**WHAT YOU ARE ASKED TO DO:** Write the next part of the article below on the song "Presiento", starting after its final sentence.

**PASSAGE GIVEN:**
- - - -

Single by Morat with Aitana

from the album Balas Perdidas (Edición Especial)
- Language: Spanish
- English title: "I Feel"
- Released: 12 April 2019
- Recorded: December 2018
- Genre: Pop
- Length: 2:54
- Label: Universal Music
- Songwriters: Aitana Ocaña; Juan Pablo Isaza Pineros; Juan Pablo Villamil; Martin Vargas Morales; Simón Vargas;
- Producer: Juan Pablo Isaza;

Morat singles chronology
| "No Se Va" (2019) | "Presiento" (2019) | "Déjame Ir" (2019) |

Aitana singles chronology
| "Vas a quedarte" (2018) | "Presiento" (2019) | "Nada sale mal" (2019) |

Music video
- "Presiento" on YouTube

= Presiento =

"Presiento" is a song by Colombian pop band Morat in collaboration with Spanish singer Aitana. The song was written by all four members of the group and Aitana and produced by Juan Pablo Isaza who is the band's lead vocalist. The song was released by Universal Music Group on April 12, 2019. A music video, directed by Lyona, a Spanish-born illustrator, accompanied its release the same day. The song was included in the re-issue of their second studio album Balas perdidas, which was released on May 10, 2019.

== Background ==
In September 2018, Spanish singer Aitana posted on her Instagram Stories some pictures of her and Morat in a recording studio in Madrid. In one of these posts, they announced that they had already written and recorded a huge ballad for the Spanish's debut extended play, Tráiler. That song ended up being "Vas a quedarte", the EP's second official single, released in December of that same year. Even though that collaboration had already happened, the media began talking about a second collaboration between these two artists. On April 9, 2019, Morat announced through their respective social media profiles that a new song called "Presiento" featuring Aitana would be released in three days. The song's cover art was released the day after. A snippet of "Presiento" was unveiled on April 11. Aitana sang as well a snippet of the song in Madrid that same day as part of Los40 Stage acoustic concert series.

- - - -

**LISTED RECORDS:**
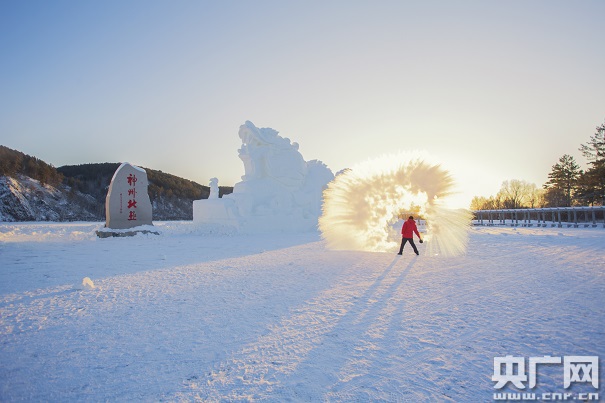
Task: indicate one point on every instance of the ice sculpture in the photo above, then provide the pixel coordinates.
(279, 191)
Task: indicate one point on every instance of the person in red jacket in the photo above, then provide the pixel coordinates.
(407, 234)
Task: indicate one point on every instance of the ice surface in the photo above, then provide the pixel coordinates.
(279, 191)
(362, 203)
(192, 316)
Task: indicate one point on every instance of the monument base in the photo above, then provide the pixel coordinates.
(111, 232)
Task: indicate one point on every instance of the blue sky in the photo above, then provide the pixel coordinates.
(494, 90)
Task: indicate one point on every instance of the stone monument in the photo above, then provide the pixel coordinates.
(127, 204)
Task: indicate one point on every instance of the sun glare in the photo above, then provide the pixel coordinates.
(363, 203)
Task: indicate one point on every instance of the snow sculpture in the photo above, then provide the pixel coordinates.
(279, 191)
(362, 205)
(213, 188)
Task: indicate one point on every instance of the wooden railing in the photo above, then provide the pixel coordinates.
(570, 217)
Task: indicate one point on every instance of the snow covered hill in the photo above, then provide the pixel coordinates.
(25, 199)
(195, 315)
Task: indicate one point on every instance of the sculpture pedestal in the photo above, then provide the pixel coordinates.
(215, 211)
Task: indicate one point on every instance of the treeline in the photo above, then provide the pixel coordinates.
(171, 196)
(568, 185)
(13, 162)
(94, 179)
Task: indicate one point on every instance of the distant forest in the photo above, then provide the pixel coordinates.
(94, 179)
(14, 162)
(567, 184)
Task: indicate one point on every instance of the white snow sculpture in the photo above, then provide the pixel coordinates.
(279, 191)
(213, 188)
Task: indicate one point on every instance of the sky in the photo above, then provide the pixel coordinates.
(492, 90)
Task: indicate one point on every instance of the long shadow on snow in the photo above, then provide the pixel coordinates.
(353, 342)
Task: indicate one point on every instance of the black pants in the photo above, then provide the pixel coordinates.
(411, 241)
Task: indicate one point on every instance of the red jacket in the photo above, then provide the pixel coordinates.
(409, 229)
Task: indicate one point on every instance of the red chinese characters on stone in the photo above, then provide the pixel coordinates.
(132, 192)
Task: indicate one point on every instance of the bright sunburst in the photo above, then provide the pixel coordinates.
(362, 204)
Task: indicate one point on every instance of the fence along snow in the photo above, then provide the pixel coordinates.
(570, 217)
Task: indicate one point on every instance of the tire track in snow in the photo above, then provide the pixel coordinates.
(321, 325)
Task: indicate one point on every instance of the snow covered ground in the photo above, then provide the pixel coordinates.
(190, 315)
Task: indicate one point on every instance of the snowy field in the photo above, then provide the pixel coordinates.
(187, 316)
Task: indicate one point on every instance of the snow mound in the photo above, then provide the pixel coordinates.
(87, 284)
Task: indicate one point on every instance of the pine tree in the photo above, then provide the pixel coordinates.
(562, 180)
(593, 180)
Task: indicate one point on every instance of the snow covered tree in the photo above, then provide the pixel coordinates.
(562, 182)
(517, 194)
(592, 183)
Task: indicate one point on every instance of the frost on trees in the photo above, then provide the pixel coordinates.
(279, 190)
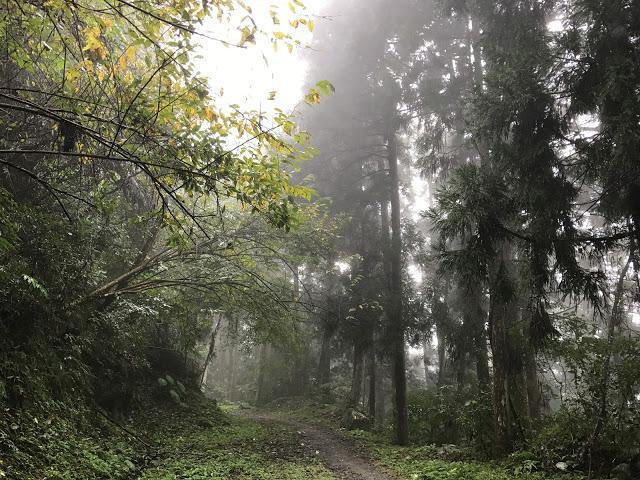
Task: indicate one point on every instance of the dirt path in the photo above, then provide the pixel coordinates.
(339, 454)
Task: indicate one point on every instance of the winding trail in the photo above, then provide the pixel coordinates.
(340, 455)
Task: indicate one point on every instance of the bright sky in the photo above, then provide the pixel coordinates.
(247, 76)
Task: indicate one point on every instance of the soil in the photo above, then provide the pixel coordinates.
(340, 455)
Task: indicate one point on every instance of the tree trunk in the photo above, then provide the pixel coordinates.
(215, 328)
(498, 311)
(356, 380)
(380, 397)
(261, 393)
(395, 304)
(533, 386)
(617, 313)
(372, 373)
(324, 364)
(442, 355)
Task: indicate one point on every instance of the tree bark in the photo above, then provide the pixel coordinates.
(324, 364)
(261, 393)
(356, 380)
(372, 373)
(533, 386)
(215, 328)
(498, 311)
(395, 304)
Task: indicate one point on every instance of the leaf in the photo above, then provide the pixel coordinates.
(326, 87)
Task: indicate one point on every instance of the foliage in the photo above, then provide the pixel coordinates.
(450, 416)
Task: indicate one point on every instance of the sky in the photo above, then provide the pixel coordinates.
(248, 76)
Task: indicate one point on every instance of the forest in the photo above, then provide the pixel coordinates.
(320, 239)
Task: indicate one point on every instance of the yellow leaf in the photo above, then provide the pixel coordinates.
(210, 114)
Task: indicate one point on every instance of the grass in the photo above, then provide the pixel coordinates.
(416, 462)
(210, 444)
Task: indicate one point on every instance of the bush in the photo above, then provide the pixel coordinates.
(451, 416)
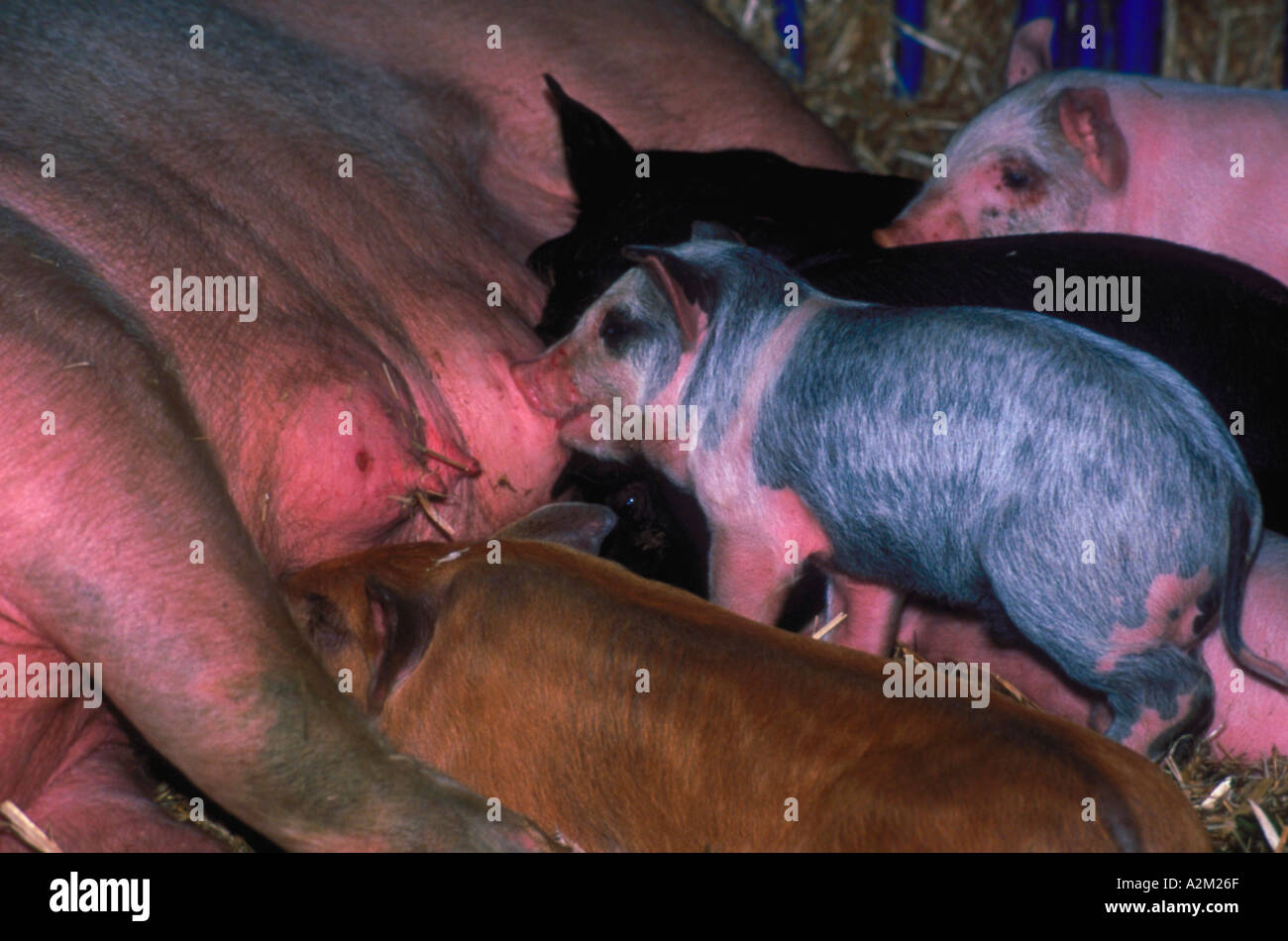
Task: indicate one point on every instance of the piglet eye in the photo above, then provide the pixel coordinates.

- - - -

**EXPECTED ANSWER:**
== Reception ==

The song received more than 600,000 streams in Spotify in its first 24 hours. After that period of time, "Presiento" became the song with the highest debut in Spain, with more than 230,000 streams there, beating Rosalía and J Balvin's 2019 track "Con altura".

== Music video ==
Morat shared a preview of the music video on April 10, 2019. The video itself premiered on April 12, 2019 on the band's YouTube channel. The video features all four members of Morat and Aitana. The last one is dressed as a mermaid during the music video. The music video was directed by Lyona, being the first time they collaborate. It was viewed more than 2 million times in 24 hours.

== Charts ==

| Country | Chart | Peak position |
| Spain | PROMUSICAE | 9 |
| Radios Top 50 | 1 |

==Certifications==

| Region | Certification | Certified units/sales |
| Spain (Promusicae) | 2× Platinum | 80,000^{‡} |
^{‡} Sales+streaming figures based on certification alone.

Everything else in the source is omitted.